━━ Teks Kutipan ━━

Selasa, 24 Oktober 2017

FIQIH NAWAZIL DALAM IBADAH



FIQIH NAWAZIL DALAM IBADAH[1]

Oleh : Muhammad Ridho Nur,Lc, M.A

 A. Pendahuluan

Dalam literatur  keilmuan islam (baca syariah), ada empat ilmu yang harus diketahui oleh seorang calon mujtahid, yang pertama qawaid ushuliyah, kedua  qawaid fiqhiyyah  ketiga , qawaid tahdist dan yang ke-empat qawaid maqashidiyyah. Keempat cabang ilmu ini merupakan  ilmu yang berbicara tentang methoda (thuruq al-istinbath). Hasil yang akan ingin dicapai sangat ditentukan metode yang digunakan , Keempat disiplin ilmu ini sekaligus membantah sebahagian pendapat yang mengatakan dalam kajian leimuwan Islam miskin dengan metodologi,.

━━━

Yang Diminta:
1 – Sebutkan keempat ilmu yang menurut teks tentang fiqih nawazil wajib diketahui oleh calon mujtahid.
2 – Jawab pertanyaan berikut berdasarkan teks tentang fiqih nawazil.
(a) Siapa penulis teks ini?
(b) Pada hari dan tanggal berapa teks ini tercantum?
(c) Keempat cabang ilmu itu disebut sebagai ilmu yang berbicara tentang apa?
3 – Tulis lanjutan teks tentang fiqih nawazil, dimulai sesudah kalimat terakhirnya.

━━ Daftar Baris ━━

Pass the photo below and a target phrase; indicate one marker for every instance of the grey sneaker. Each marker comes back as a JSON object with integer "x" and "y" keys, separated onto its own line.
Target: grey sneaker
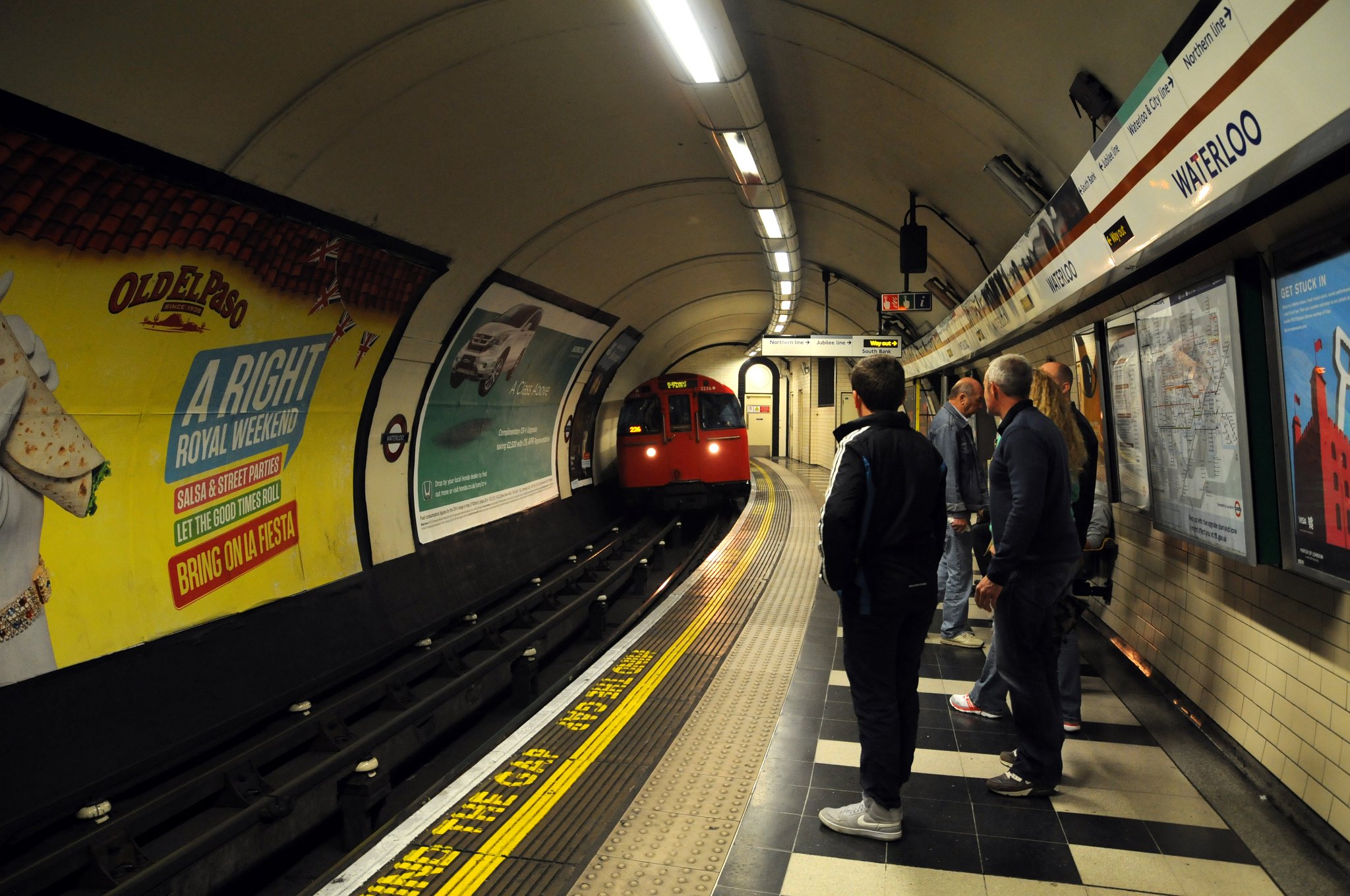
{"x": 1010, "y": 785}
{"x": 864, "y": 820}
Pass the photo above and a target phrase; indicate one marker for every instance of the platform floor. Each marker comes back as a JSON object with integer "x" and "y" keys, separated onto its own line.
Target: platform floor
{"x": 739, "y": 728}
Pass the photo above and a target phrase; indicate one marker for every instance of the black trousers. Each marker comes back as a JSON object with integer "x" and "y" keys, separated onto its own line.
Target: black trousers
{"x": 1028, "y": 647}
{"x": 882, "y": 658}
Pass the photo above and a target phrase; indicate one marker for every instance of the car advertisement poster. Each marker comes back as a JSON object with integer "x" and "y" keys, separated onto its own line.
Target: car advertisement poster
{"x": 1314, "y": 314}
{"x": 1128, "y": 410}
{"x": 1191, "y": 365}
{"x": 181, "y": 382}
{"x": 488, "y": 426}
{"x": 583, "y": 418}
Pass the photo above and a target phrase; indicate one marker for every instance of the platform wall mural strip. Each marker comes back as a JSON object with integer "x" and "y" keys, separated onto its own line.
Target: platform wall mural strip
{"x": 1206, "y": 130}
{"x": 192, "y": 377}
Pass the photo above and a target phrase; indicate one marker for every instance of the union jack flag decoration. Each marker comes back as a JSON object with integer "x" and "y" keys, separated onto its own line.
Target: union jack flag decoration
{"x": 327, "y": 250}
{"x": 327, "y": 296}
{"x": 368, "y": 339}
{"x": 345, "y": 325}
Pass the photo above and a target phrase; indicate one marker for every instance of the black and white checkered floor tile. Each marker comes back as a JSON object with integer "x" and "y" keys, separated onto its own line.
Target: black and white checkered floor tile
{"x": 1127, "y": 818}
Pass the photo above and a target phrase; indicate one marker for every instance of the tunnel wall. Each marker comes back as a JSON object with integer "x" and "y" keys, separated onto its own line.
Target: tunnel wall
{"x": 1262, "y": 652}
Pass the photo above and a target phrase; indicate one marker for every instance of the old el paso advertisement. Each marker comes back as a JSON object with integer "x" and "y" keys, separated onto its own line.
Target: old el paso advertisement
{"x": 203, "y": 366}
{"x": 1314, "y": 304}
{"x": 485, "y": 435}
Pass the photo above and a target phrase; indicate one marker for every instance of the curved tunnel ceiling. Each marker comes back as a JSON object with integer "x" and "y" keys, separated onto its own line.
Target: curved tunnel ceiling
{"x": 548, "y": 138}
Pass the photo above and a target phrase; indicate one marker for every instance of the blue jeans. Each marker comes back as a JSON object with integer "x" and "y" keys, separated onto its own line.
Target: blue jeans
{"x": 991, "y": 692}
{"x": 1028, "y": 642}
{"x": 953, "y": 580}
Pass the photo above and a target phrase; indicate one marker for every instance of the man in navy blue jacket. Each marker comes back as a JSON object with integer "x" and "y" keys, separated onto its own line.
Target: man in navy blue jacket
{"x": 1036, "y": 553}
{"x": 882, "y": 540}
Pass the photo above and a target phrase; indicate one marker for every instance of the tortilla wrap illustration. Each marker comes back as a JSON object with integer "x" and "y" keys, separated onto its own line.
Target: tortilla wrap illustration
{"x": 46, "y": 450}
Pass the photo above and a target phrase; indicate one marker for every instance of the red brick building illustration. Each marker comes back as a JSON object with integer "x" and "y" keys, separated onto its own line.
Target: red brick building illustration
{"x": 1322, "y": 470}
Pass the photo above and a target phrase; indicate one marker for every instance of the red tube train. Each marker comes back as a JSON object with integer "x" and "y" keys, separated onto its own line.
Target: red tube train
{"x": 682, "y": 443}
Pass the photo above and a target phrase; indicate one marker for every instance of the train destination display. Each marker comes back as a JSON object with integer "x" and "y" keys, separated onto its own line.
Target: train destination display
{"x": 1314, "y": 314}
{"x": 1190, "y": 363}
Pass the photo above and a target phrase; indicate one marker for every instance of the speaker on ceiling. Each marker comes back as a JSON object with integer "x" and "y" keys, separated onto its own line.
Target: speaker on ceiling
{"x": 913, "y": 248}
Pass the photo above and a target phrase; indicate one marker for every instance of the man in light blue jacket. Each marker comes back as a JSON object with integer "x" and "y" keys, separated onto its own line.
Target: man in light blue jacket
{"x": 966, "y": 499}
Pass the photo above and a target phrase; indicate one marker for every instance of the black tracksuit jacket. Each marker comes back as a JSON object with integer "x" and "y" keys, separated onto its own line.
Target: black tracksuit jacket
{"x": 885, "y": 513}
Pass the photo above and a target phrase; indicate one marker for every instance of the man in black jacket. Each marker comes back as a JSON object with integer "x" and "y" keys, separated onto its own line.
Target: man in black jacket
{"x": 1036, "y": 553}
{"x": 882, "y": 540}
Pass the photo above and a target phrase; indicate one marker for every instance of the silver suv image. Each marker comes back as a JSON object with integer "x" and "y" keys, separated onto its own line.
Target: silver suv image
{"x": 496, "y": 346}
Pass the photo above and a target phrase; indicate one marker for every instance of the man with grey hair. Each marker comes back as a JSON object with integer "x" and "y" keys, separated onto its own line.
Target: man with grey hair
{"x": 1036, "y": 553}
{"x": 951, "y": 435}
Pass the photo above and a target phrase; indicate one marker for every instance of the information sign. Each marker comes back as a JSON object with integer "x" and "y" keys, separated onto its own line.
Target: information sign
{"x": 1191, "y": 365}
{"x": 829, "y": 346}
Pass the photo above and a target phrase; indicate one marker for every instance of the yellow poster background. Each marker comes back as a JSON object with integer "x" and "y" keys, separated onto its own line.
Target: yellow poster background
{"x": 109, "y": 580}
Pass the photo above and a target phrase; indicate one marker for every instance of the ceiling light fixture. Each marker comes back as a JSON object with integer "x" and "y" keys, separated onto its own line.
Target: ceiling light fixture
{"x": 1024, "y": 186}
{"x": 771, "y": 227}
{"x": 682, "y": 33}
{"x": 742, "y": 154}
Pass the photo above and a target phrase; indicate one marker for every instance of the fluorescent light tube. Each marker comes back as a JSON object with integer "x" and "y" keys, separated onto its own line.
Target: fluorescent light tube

━━━

Kumpulan Jawaban:
1 –
1. Qawaid ushuliyah
2. Qawaid fiqhiyyah
3. Qawaid tahdist
4. Qawaid maqashidiyyah

2 –
(a) Muhammad Ridho Nur, Lc, M.A.
(b) Selasa, 24 Oktober 2017.
(c) Tentang metode (thuruq al-istinbath).

3 –
                Bahkan seorang calon mujtahid bukan sekedar mengathui metodologi secara umum, akan tetapi dituntut mengetahui secara khusus dan terperinci, Sebagai contoh Ushul fiqih sebagai salah satu ilmu yang terpenting diketahui oleh seorang mujtahid,dalam materi kajian ushul fiqih ada sebuah  bab yang sangat rumit   yaitu kaifiyyah dalalah al-adillah ala al-ahkam.[2]
                Adapun Ilmu yang secara khusus membahas masalah-masalah kekinian atau apa yang disebut dengan fiqhu al-nawazil, atau disebut juga dengan istilah al-qadhaya al-mu’ashirah, bukan hanya sekedar memaparkan materi masalah kekinian (sardu al-ma’lumat)  seperti yang sering dipelajari  , akan tetapi dalam kajian fiqih al-nawazil ada ilmunya atau  metode yang sangat penting yang berfungsi  mengahantarkan kepada fiqihnya, atau  apa yang disebut dengan Manhaj  istinbath ahkam al-nawazil. Kajian  Manhaj  istinbath ahkam al-nawazil  sangat  beririsan dengan kajian ilmu  ushul fiqih. yang sarat dengan Metodologi  yang  merupakan menu utama dan  pesanan  khusus bagi pencinta ilmu-ilmu syari’ah.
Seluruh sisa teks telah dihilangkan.